> [BRIEF]
Without including any images, set down the records below exactly.

(Beginning of MATERIALS PROVIDED)

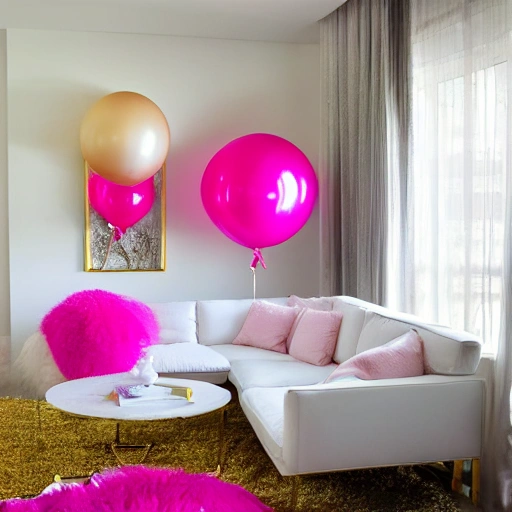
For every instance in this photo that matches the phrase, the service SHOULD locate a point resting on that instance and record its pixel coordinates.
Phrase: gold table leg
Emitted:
(117, 445)
(222, 427)
(457, 476)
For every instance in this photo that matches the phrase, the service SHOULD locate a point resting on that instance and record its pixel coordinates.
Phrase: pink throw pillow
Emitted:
(320, 303)
(401, 357)
(267, 326)
(314, 335)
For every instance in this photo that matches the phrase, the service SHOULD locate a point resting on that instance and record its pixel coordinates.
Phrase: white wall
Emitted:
(5, 329)
(211, 91)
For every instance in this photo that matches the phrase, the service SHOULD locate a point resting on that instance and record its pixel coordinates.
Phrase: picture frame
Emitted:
(141, 248)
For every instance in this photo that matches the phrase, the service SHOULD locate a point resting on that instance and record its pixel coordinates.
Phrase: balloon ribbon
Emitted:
(258, 257)
(115, 234)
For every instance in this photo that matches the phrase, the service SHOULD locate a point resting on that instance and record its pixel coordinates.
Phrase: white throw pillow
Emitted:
(177, 321)
(187, 358)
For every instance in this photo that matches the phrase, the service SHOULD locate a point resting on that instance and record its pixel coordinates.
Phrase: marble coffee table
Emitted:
(87, 398)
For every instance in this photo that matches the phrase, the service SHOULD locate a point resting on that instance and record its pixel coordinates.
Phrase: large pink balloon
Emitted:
(120, 205)
(259, 190)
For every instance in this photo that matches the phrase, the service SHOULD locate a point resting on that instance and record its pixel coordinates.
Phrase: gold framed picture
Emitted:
(124, 226)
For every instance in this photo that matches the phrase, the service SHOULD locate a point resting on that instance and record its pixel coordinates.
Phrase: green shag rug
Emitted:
(39, 441)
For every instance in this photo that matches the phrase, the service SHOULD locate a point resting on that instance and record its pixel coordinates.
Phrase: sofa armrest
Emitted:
(357, 424)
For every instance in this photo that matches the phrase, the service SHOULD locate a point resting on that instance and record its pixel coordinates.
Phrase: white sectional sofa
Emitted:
(306, 426)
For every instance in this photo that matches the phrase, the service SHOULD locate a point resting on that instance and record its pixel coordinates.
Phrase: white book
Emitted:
(151, 394)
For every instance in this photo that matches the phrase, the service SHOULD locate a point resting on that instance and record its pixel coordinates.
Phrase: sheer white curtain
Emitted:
(364, 61)
(459, 255)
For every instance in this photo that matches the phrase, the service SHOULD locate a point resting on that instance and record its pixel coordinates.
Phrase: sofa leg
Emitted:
(222, 427)
(295, 490)
(475, 481)
(457, 476)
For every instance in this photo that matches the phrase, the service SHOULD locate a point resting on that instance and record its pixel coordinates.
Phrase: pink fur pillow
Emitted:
(95, 332)
(401, 357)
(314, 335)
(141, 489)
(267, 326)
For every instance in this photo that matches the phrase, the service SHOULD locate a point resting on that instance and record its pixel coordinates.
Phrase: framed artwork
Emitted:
(139, 247)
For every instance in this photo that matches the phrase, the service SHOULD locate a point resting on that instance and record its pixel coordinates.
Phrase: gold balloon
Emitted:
(125, 138)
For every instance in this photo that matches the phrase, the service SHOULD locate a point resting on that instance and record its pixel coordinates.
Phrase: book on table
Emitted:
(139, 394)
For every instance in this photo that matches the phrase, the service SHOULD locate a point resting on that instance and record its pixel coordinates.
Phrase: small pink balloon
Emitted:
(259, 190)
(120, 205)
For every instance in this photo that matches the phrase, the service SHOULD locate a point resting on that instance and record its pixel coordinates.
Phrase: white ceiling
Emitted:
(255, 20)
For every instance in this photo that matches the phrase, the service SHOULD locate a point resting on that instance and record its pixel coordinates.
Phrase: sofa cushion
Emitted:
(350, 329)
(314, 336)
(187, 358)
(401, 357)
(266, 373)
(447, 352)
(243, 353)
(268, 409)
(219, 321)
(266, 326)
(320, 303)
(177, 321)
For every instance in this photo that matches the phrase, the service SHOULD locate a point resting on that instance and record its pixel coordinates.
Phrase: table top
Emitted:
(87, 397)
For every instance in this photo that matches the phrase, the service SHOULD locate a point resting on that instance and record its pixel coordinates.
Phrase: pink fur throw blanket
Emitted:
(141, 489)
(95, 332)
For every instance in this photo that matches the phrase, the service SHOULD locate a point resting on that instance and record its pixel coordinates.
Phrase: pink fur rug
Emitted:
(141, 489)
(95, 332)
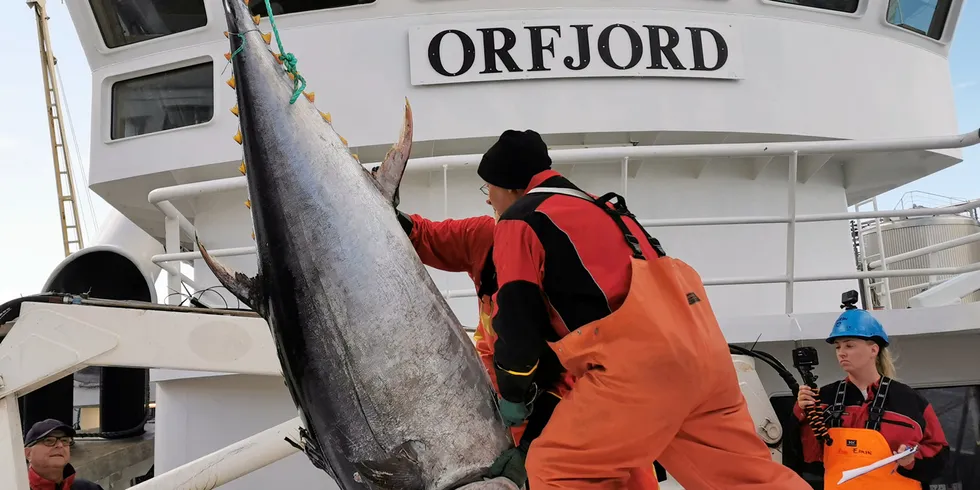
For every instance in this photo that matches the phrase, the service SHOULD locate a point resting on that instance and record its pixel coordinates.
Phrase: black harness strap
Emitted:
(836, 411)
(877, 410)
(616, 213)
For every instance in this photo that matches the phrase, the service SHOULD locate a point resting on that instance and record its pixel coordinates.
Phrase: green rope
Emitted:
(288, 60)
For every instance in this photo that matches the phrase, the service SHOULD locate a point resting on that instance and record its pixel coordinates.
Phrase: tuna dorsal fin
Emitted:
(389, 175)
(499, 483)
(400, 471)
(243, 287)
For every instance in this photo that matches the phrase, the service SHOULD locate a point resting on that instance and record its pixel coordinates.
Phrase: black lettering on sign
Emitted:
(543, 48)
(584, 50)
(636, 47)
(538, 47)
(658, 50)
(435, 53)
(720, 45)
(491, 51)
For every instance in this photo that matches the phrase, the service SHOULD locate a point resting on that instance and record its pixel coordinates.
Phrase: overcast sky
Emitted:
(30, 237)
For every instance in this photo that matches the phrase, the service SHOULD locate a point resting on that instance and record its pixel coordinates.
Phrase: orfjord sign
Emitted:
(543, 48)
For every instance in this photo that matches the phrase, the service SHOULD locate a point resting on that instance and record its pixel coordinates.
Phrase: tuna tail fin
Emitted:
(243, 287)
(400, 471)
(389, 175)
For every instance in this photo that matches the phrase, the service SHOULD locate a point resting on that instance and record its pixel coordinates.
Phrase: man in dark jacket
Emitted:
(47, 447)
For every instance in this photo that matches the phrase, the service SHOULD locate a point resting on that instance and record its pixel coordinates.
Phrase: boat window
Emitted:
(926, 17)
(162, 101)
(293, 6)
(124, 22)
(958, 411)
(847, 6)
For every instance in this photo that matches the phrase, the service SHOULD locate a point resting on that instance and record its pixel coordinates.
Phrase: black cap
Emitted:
(41, 430)
(514, 159)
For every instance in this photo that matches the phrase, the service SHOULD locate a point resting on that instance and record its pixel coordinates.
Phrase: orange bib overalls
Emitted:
(854, 448)
(655, 381)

(End of MATERIALS PROVIDED)

> [RESPONSE]
For every instance in this photo that matches the phrase, the service SHOULD locate a point resting on that instance and record its pixel coordinates.
Phrase: gold table leg
Emitted:
(117, 445)
(222, 427)
(457, 476)
For every instance in this photo that matches the phrase, the service SHOULD locate a point resting on that instance and record its pixel coordinates.
Phrase: pink throw pillow
Emitted:
(320, 303)
(401, 357)
(267, 326)
(314, 335)
For every instance in this photo that matches the phrase, the service SHOULD locate a point resting on that instance and record its pixel coordinates.
Phrase: white wall
Emitted:
(5, 329)
(211, 91)
For every instance in this photo that matches the phrase, the service SHOULD locate a point resting on that instance and record its pixel coordinates.
Phrase: picture frame
Emitted:
(141, 248)
For every instance in this photo that matches the phrase, the service SHOULD locate a point resting on that instance and record its pixel coordinates.
Phrase: balloon ribbon
Emitted:
(258, 257)
(115, 234)
For every instance in this photo that matches the phrase, the service SHOULD locate a point resting on that instance and record its pixel coordinates.
Phrase: white throw pillow
Emitted:
(177, 321)
(187, 358)
For every instance in this photo that matches the phrase, the service SHOULD locate a point resting on that instance and record its pixel coordinates.
Phrase: marble coffee table
Emitted:
(87, 398)
For every instance in this photo that matches the phrase, the service SHOULD locate a point resting on that instance and record its pixel coordinates.
Phrase: large pink balloon
Emitted:
(120, 205)
(259, 190)
For every instance in this photo that matches the phrase, the service SHOULD locate a point resting on that instance and record its pixel coordinates.
Phrase: gold framed picture
Emitted:
(124, 226)
For every instance in this photo that matches the phrase, the service SHOULD locate a point resting on that instance and record its pixel coordinates.
Phrase: green shag rug
Emitted:
(39, 441)
For every instance in this photo that matches the phrase, the service SHOULD locate a point resting on that instance and record its pixel coordinates.
Phrase: sofa armrest
Emitted:
(357, 424)
For every instance in this photo that matches the phrase, the service SHOULD locate a point resting on that instance and record its pixel coordinates.
Phrase: white sectional sofa
Emitted:
(306, 426)
For every instance in this photo that matches the phrase, the service SHOULD locate a point resting on that instance and record its pixel coordinates.
Phrase: white book
Emitted:
(151, 394)
For every instance in this photo that matches the phrase, the service SHOULD locate a point resting on that instance and record its pixel coordinates.
Phrase: sheer white curtain
Emitted:
(364, 61)
(459, 255)
For every instance in this photo that matches the phrase, the service SHOULD locate a point resting on that instance and record its pixel coordinates.
Phrase: sofa leg
Emitted:
(222, 427)
(295, 490)
(475, 481)
(457, 476)
For every instance in this photo that matches the phrase, the service SHOULD locate a point resting on that instance and record its pixel coordinates.
Phrase: pink fur pillow
Emitted:
(95, 332)
(401, 357)
(314, 335)
(141, 489)
(267, 326)
For every instance in this photo that matches the phrase, the service SHOULD locate a point resting on that instance and record its pixel coordinates.
Phrase: framed artwork
Emitted:
(139, 247)
For every instance in this photo that matches the phrase, the service SHOULD locate a point resting on that instance and record its pixel coordinates.
Phrase: gold balloon
Emitted:
(125, 138)
For every instance in this photo that matches the phrase, the service SHOULD locate a point resting on that instance and record its pixel coordinates.
Phrase: book on table
Emitted:
(139, 394)
For every instance in this photo that matches the phrase, the service SHOULD locate a point resting on that instance and record its pixel coordinates.
Phrase: small pink balloon
Emitted:
(259, 190)
(120, 205)
For every instance in this photo that matches the phrase, the service SHOULD locate a point resting on that instance and record its pixel coordinates.
Phrase: white ceiling
Emitted:
(255, 20)
For every instance in this photo that matches the phrase, the service SHOULD locate a point resting on that instance and record its pixel coordinates.
Phrase: sofa cushion
Emitted:
(350, 329)
(314, 336)
(187, 358)
(401, 357)
(266, 373)
(447, 352)
(243, 353)
(268, 409)
(219, 321)
(266, 326)
(320, 303)
(177, 321)
For every instance in this photo that matches the phrase, the service SHOULD locate a point resting on that instance and record its pixel coordinates.
Phrase: table top
Emitted:
(87, 397)
For every instance in this photo that matches the phrase, the service SHOULD locate a point resting on that instance and record its pixel coordinates.
Phrase: pink fur throw blanket
Emitted:
(141, 489)
(95, 332)
For every instance in this photo that matches the phrase, the service SHOULD locate a point resting on that instance and record its pixel coordinates.
Phrase: pink fur rug
Emitted:
(141, 489)
(95, 332)
For every instance in this photo that matches the phrase, the service SHOULD locate a point resting on that instance and record its pixel coordinates.
Phrase: black harness strap
Emitted:
(836, 411)
(877, 410)
(616, 213)
For every instance in this photo that matches the phrase, the service SHOULD locate a point resting on that instance and record its pixel coordinates.
Phrase: green rope
Emitted:
(288, 60)
For every instance in this photo that matches the phrase, the service SHOULD locate a point resting on that instance and record its pixel coordinates.
Phrase: tuna dorsal fin
Emitted:
(389, 175)
(499, 483)
(400, 471)
(243, 287)
For every instance in this photo that matches the phrase, the service SHOULD locate a point resting on that instance and record its pixel coordinates.
Phrase: black lettering on sign
Emitted:
(543, 48)
(584, 50)
(636, 47)
(538, 47)
(658, 50)
(435, 53)
(720, 45)
(491, 51)
For every instance in this photo that matches the phrase, the service SHOULD locate a point resting on that instance and record its pixel coordinates.
Phrase: overcast sky
Emitted:
(30, 237)
For every instance in this photo that matches the phrase, the service SHOULD locate a point resting on that instance and record its pixel coordinates.
Phrase: orfjord sign
Emitted:
(543, 48)
For every instance in this photo that matches the phrase, the service SHOULD locate a point resting on that instance and record its pixel coordinates.
Phrase: tuna tail fin
Emitted:
(243, 287)
(400, 471)
(389, 175)
For every instance in this photo that matches the phrase, the service SHOULD locate a point resting on that instance and record its pixel coordinates.
Phrase: man in dark jacket
Emitted:
(47, 447)
For every instance in this photo that matches the phrase, the service SHOULD locate a point resting on that instance and record its pixel coordinates.
Phrase: boat window
Emitted:
(926, 17)
(162, 101)
(293, 6)
(124, 22)
(958, 411)
(847, 6)
For every instance in this photo that matches the phrase, the service SHOULD locate a point resting on that instance and record its pixel coordinates.
Phrase: black cap
Emitted:
(41, 430)
(514, 159)
For every instance in this photo that matches the phrase, the service SHOULD locate a point resting on that instance and record its pixel coordinates.
Phrase: orange bib overalls
Emitted:
(854, 448)
(655, 381)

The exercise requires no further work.